▸ **Estratto del testo**
┌──
Manovra e sciopero generale del 12 dicembre, il massimalismo di Landini che punta alla politica
Le ambizioni politiche del leader della Cgil
L'analisi
Come era ampiamente previsto, ecco arrivare l’annuncio di sciopero generale per il 12 dicembre (ovviamente di venerdì, particolare sottolineato ironicamente sui social la premier Giorgia Meloni) contro la manovra di Bilancio del governo Meloni, definita "ingiusta e sbagliata". Lo ha annunciato il presidente dell'assemblea generale a Firenze, Fulvio Fammoni, durante l'assemblea nazionale. La Uil però ha già fatto sapere che non scenderà in piazza al fianco della Cgil.
È la prima volta, da quando a Palazzo Chigi c'è Giorgia Meloni, che il sindacato guidato da Pier Paolo Bombardieri sceglie di non partecipare alla protesta contro la manovra insieme alla Cgil. Lo sciopero si pone l'obiettivo, "a fronte della grave condizione economica e sociale del Paese, di cambiare, nel corso della discussione in Parlamento, il disegno di legge di Bilancio 2026". Ma oltre alla Uil, la Cgil di Landini deve fare i conti anche con l’Usb che ha deciso di indire uno sciopero per il giorno 28 novembre (anche qui un venerdì sa van san dir), al quale dovrebbe aderire anche Greta Thunberg, che forse stufa di fare solo la paladina dell’ambiente, ora sembra decisa a buttarsi nell’impegno politico tout court. Il sindacato di Bombardieri, pur critico sulla legge di Bilancio, ha detto che: "In questa manovra siamo riusciti a ottenere un risultato che è quello di parlare di contratti, che per noi sono un elemento di democrazia economica".
└──
▸ **Compito breve a**
Ricopia fedelmente le voci riportate più sotto, partendo dalla riga che contiene "target | door handle" e arrivando alla fine delle voci, estremi inclusi. Escludi le immagini dalla risposta.

▸ **Voci fornite**
┌──
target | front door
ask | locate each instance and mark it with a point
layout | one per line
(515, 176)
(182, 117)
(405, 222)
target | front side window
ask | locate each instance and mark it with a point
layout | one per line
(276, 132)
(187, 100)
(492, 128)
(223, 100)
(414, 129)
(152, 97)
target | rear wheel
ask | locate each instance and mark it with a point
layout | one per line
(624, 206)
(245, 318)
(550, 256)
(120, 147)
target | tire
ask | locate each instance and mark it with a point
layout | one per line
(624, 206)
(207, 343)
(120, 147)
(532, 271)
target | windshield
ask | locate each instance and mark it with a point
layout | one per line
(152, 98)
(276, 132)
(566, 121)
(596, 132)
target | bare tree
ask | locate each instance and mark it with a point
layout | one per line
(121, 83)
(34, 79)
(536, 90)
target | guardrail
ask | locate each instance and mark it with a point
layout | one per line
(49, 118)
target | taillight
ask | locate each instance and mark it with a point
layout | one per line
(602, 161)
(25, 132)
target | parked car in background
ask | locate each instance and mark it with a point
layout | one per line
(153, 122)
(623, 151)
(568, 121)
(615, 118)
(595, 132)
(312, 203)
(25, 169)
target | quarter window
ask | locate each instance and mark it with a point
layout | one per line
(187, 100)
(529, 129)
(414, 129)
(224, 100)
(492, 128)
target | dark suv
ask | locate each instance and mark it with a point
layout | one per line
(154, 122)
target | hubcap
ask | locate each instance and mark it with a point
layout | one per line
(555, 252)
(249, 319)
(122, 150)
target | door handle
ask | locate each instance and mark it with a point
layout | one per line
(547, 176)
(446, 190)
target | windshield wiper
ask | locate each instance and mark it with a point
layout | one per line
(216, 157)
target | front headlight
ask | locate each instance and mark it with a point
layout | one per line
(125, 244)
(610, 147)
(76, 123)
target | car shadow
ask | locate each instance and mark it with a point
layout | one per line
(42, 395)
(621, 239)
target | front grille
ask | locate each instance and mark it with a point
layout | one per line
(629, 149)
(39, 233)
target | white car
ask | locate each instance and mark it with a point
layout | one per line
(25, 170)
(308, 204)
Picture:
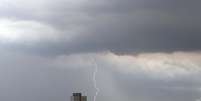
└──
▸ **Compito breve b**
Trascrivi per intero e senza alcuna modifica l'estratto sulla manovra e lo sciopero generale riportato sopra.

▸ **Risultato atteso a**
target | door handle
ask | locate each instance and mark it with a point
layout | one per line
(547, 176)
(446, 190)
target | windshield wiper
ask | locate each instance and mark it with a point
layout | one per line
(216, 157)
target | front headlight
ask | locate each instance and mark it with a point
layout | one per line
(125, 244)
(610, 147)
(76, 123)
target | car shadow
ask | locate each instance and mark it with a point
layout | one per line
(42, 395)
(621, 239)
target | front grille
ask | locate each instance and mark it with a point
layout | one per line
(629, 149)
(39, 233)
target | white car
ask | locate each instance and mark it with a point
layout | one per line
(25, 170)
(308, 204)
Picture:

▸ **Risultato atteso b**
Manovra e sciopero generale del 12 dicembre, il massimalismo di Landini che punta alla politica
Le ambizioni politiche del leader della Cgil
L'analisi
Come era ampiamente previsto, ecco arrivare l’annuncio di sciopero generale per il 12 dicembre (ovviamente di venerdì, particolare sottolineato ironicamente sui social la premier Giorgia Meloni) contro la manovra di Bilancio del governo Meloni, definita "ingiusta e sbagliata". Lo ha annunciato il presidente dell'assemblea generale a Firenze, Fulvio Fammoni, durante l'assemblea nazionale. La Uil però ha già fatto sapere che non scenderà in piazza al fianco della Cgil.
È la prima volta, da quando a Palazzo Chigi c'è Giorgia Meloni, che il sindacato guidato da Pier Paolo Bombardieri sceglie di non partecipare alla protesta contro la manovra insieme alla Cgil. Lo sciopero si pone l'obiettivo, "a fronte della grave condizione economica e sociale del Paese, di cambiare, nel corso della discussione in Parlamento, il disegno di legge di Bilancio 2026". Ma oltre alla Uil, la Cgil di Landini deve fare i conti anche con l’Usb che ha deciso di indire uno sciopero per il giorno 28 novembre (anche qui un venerdì sa van san dir), al quale dovrebbe aderire anche Greta Thunberg, che forse stufa di fare solo la paladina dell’ambiente, ora sembra decisa a buttarsi nell’impegno politico tout court. Il sindacato di Bombardieri, pur critico sulla legge di Bilancio, ha detto che: "In questa manovra siamo riusciti a ottenere un risultato che è quello di parlare di contratti, che per noi sono un elemento di democrazia economica".